→ Task: Present every line of the listing below as a numbered list, omitting any blank lines.

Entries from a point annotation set
========

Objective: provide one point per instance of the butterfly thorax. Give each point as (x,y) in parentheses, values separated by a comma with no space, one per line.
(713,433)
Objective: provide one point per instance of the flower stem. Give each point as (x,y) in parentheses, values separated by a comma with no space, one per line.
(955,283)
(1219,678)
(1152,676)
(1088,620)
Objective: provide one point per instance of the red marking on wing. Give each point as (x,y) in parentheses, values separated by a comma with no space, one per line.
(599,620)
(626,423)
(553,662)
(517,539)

========

→ The result:
1. Objective: provide one point per instance of the butterfly thorax. Give each point as (x,y) in parentheses, values separated by a comma with no space, one per line.
2. (713,433)
3. Objective: provide one point per instance of the flower stem. Give each point as (x,y) in parentheses, values separated by a comma with no space, one per line.
4. (955,283)
5. (1219,678)
6. (1152,676)
7. (1088,620)
8. Objective: provide one point per instance of the red marking on wing. Give each point as (x,y) in parentheses, values separated by a comma with no space, one per line.
9. (599,620)
10. (626,423)
11. (553,662)
12. (517,539)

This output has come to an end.